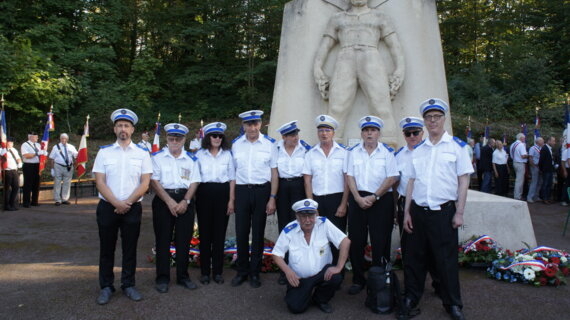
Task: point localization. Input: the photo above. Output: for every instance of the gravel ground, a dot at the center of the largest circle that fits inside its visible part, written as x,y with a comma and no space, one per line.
49,263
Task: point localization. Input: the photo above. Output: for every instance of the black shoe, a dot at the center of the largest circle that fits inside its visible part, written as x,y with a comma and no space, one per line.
282,279
104,296
162,287
238,280
218,279
325,307
132,293
355,288
456,313
188,284
254,282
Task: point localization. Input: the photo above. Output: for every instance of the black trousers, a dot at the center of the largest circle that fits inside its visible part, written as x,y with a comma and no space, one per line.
164,224
31,183
299,298
377,220
211,208
433,235
328,204
502,182
250,204
109,224
290,191
11,188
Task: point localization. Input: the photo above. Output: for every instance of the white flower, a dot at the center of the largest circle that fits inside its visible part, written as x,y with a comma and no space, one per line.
529,274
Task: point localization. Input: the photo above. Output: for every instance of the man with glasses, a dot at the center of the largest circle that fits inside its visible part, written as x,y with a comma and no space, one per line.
255,158
122,173
325,175
435,202
371,172
310,274
175,178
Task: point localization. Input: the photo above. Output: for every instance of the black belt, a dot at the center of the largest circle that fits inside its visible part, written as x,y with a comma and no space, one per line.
442,206
176,191
292,179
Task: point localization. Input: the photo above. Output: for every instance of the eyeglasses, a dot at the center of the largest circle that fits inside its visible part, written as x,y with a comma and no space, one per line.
433,117
410,133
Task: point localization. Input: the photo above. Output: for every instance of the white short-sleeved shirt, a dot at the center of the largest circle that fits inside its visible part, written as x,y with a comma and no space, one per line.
500,156
404,164
175,173
327,172
291,166
436,169
216,169
11,157
254,160
308,259
67,150
518,149
33,148
122,168
370,171
534,152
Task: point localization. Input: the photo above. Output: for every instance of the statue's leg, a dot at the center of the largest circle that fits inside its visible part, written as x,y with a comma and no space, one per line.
373,80
343,89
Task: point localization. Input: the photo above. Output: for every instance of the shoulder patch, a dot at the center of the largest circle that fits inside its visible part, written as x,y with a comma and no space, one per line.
395,154
419,144
237,138
459,142
192,155
305,145
269,138
290,227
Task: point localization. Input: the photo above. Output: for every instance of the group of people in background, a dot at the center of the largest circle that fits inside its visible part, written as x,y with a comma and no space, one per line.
318,192
535,168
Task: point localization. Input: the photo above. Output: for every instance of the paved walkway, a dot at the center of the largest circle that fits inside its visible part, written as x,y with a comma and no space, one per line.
49,263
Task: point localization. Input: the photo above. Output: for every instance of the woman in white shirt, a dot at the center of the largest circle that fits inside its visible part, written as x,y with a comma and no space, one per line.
214,199
501,169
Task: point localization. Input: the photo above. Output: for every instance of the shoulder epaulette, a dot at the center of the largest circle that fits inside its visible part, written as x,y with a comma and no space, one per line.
388,147
191,155
290,227
353,147
419,144
305,145
269,138
459,142
396,153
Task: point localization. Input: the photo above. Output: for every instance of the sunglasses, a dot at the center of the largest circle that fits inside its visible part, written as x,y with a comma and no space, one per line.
409,133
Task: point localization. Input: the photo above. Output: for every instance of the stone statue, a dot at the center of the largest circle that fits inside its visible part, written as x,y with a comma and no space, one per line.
358,31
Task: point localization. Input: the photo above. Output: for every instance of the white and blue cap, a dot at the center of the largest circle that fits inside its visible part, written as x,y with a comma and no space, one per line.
305,206
411,122
371,122
124,114
175,129
289,127
215,127
433,104
251,115
326,121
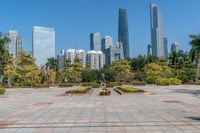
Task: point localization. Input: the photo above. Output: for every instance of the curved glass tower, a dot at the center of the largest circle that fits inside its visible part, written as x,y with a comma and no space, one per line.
123,35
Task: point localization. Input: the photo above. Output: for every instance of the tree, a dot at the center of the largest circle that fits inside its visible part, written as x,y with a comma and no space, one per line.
123,69
4,54
195,53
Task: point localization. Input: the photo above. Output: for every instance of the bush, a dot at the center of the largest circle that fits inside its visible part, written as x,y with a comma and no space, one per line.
175,81
138,83
2,90
163,81
92,84
113,84
41,86
79,90
126,88
65,85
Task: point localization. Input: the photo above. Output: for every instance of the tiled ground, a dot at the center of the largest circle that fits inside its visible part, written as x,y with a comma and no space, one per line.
167,109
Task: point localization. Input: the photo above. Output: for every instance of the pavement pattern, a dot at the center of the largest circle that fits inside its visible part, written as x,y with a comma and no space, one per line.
161,109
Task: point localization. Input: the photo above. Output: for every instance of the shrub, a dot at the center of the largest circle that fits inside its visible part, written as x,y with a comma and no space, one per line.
138,83
92,84
113,84
126,88
79,90
41,86
175,81
163,81
65,85
2,90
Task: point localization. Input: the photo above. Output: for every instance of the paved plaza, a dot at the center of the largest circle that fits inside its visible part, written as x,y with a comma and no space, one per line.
161,109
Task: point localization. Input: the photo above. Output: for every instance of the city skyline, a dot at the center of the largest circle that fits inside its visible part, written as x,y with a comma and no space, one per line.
139,33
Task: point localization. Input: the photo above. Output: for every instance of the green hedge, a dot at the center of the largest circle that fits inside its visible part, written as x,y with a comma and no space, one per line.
113,84
41,86
168,81
79,90
126,88
65,85
2,90
138,83
92,84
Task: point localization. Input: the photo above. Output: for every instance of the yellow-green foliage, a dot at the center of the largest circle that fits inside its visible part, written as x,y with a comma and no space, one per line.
2,90
79,90
126,88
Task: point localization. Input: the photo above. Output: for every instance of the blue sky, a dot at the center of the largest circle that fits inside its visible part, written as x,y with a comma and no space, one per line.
73,20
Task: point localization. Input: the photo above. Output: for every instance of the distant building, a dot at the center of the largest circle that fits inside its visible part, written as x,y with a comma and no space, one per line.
95,41
175,47
165,46
95,59
149,50
43,44
123,34
61,60
70,55
157,38
106,42
114,53
15,43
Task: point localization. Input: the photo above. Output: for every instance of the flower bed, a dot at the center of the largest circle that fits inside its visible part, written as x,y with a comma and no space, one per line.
126,88
104,92
78,90
2,90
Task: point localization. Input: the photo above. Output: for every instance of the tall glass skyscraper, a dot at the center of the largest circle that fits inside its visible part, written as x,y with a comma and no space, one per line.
95,41
15,43
43,44
123,35
157,39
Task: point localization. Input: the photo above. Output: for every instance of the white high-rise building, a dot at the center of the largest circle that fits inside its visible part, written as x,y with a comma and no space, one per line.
95,41
175,47
157,38
15,43
43,44
95,59
106,43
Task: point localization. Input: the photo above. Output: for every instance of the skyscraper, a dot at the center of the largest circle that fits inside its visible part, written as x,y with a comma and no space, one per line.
15,43
95,41
106,42
165,46
43,44
175,47
95,59
149,50
123,34
157,39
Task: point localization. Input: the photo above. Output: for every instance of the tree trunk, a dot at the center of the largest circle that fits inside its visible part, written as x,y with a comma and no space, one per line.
198,67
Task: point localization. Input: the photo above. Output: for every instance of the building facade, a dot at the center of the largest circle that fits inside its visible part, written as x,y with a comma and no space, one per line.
123,34
43,46
157,38
95,59
175,47
114,53
165,46
15,43
106,43
149,50
95,41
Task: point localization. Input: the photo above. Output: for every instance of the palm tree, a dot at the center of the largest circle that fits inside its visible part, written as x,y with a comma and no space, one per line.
195,52
52,63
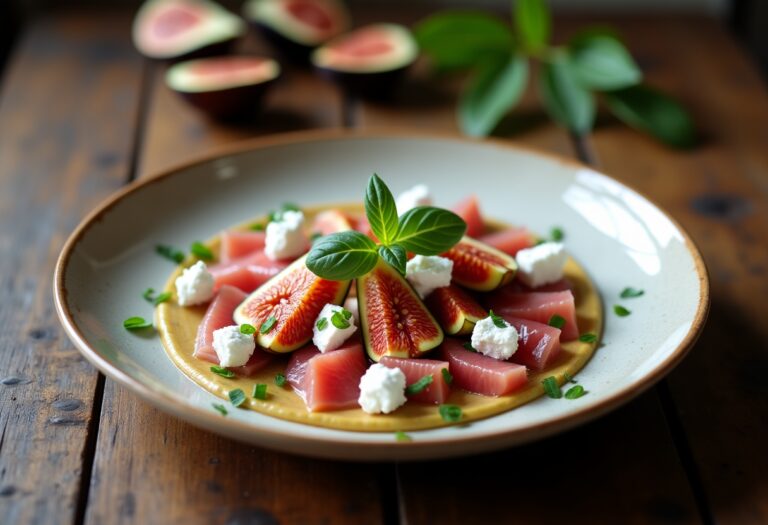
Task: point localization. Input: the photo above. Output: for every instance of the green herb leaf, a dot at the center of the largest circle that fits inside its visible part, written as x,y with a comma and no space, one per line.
459,39
419,385
557,321
575,392
450,413
237,397
653,112
533,23
630,293
602,62
395,256
494,90
136,323
342,256
381,210
566,100
551,388
201,251
170,253
426,230
223,372
620,310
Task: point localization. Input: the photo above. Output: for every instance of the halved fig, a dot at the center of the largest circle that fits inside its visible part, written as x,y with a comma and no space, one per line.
296,27
369,61
181,29
455,310
284,309
480,267
394,320
225,87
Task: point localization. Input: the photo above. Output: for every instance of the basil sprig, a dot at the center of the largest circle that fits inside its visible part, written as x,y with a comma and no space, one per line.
423,230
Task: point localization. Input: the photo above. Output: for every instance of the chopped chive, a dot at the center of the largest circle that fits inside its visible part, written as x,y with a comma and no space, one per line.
170,253
237,397
575,392
450,413
223,372
551,388
201,251
136,323
419,385
620,310
260,391
268,324
557,321
247,329
629,293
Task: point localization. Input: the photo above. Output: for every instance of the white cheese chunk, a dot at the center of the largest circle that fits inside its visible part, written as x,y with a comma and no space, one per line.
542,264
328,336
417,196
490,340
428,272
382,389
194,285
233,347
286,238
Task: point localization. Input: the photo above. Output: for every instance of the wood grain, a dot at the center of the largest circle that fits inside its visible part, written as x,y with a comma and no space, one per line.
59,156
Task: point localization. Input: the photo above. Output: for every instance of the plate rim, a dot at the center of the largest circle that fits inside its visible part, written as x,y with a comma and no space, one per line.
235,428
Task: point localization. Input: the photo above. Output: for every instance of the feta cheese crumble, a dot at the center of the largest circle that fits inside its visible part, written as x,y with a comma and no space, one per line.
382,389
490,340
428,272
416,196
542,264
194,285
327,335
286,237
233,347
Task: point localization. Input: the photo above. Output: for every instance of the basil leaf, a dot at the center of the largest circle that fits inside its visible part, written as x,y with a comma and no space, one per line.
395,257
425,230
653,112
496,88
381,210
533,23
342,256
602,62
459,39
565,99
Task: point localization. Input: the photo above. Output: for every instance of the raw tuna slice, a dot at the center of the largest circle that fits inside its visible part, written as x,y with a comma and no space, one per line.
482,374
537,306
218,315
415,369
538,345
469,210
510,241
329,381
235,244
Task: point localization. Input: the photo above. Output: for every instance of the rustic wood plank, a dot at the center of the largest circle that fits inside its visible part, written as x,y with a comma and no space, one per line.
67,103
719,192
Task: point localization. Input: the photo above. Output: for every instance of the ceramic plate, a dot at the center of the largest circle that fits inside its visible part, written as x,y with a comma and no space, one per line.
620,237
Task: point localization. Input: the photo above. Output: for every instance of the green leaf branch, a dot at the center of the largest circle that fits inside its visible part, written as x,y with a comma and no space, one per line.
592,65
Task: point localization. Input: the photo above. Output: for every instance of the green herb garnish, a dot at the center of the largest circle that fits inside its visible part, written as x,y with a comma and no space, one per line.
551,388
419,385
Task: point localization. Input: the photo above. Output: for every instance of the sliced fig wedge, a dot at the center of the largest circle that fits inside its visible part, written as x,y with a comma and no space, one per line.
394,320
284,309
478,266
455,310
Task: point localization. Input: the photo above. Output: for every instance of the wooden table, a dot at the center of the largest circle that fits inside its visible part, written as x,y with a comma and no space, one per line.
81,114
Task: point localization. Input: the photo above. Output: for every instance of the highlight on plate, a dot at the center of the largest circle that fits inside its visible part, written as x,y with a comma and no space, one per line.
391,316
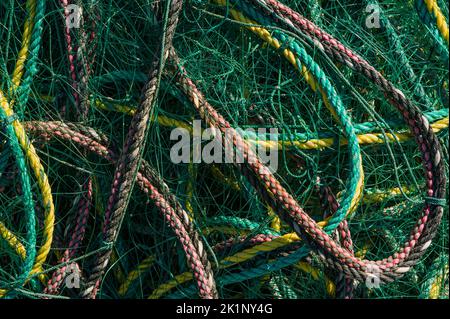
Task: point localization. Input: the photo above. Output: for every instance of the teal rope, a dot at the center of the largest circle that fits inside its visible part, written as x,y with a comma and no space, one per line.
360,128
31,64
436,269
4,157
241,224
256,272
30,222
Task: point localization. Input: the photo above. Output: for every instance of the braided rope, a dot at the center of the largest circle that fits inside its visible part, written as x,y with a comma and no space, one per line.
428,144
129,161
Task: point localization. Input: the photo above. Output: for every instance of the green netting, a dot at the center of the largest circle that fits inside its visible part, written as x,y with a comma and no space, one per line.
253,86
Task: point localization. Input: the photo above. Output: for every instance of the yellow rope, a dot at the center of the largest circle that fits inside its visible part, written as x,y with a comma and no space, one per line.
313,144
43,184
435,289
442,26
24,50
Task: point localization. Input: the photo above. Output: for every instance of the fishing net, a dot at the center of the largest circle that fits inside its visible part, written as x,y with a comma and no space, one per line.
74,92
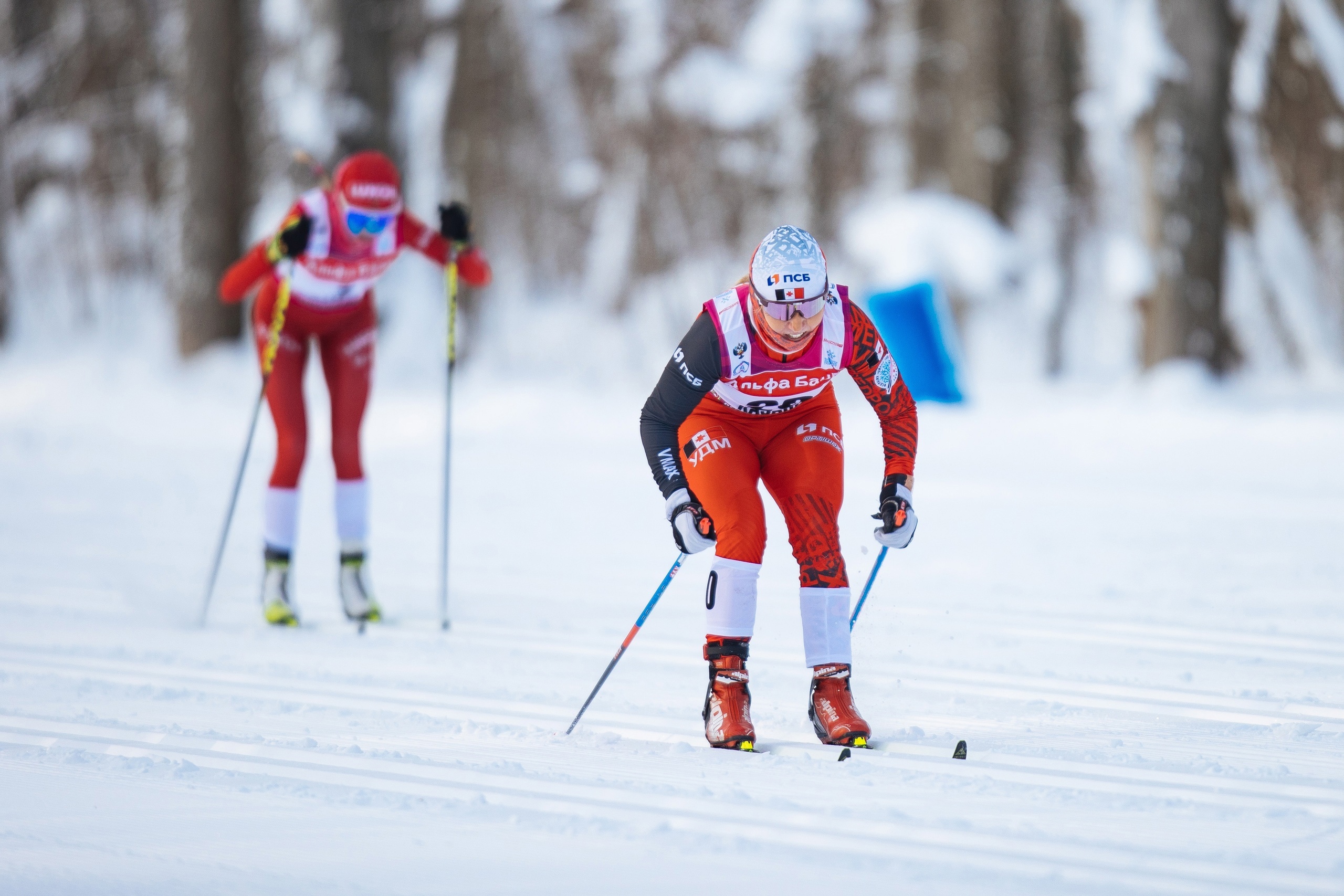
---------------
## WHAT YOU NEED TO DO
Format the records from the line containing "yellow rope, a" through the end of the records, inclusive, as a two-column CSV with the headers request and answer, giving one row per request with its text and its answer each in a single quoted field and line breaks replaced by spaces. Leave the pictures out.

## THE RESPONSE
request,answer
"Task: point localization. Input: the photo above. Output: for every instance of the yellow rope, a dot at the center of the largest circle that fits inside its visible part, written as x,y with a comma and no space, one per line.","313,144 43,184 435,289 442,26 24,50"
"Task: point localization. Input: the photo above. Output: for every instance of the fishing net, a dot at the center of the largest circle that fits inside its visible part, written as x,y with a comma and no space, one per line.","74,92"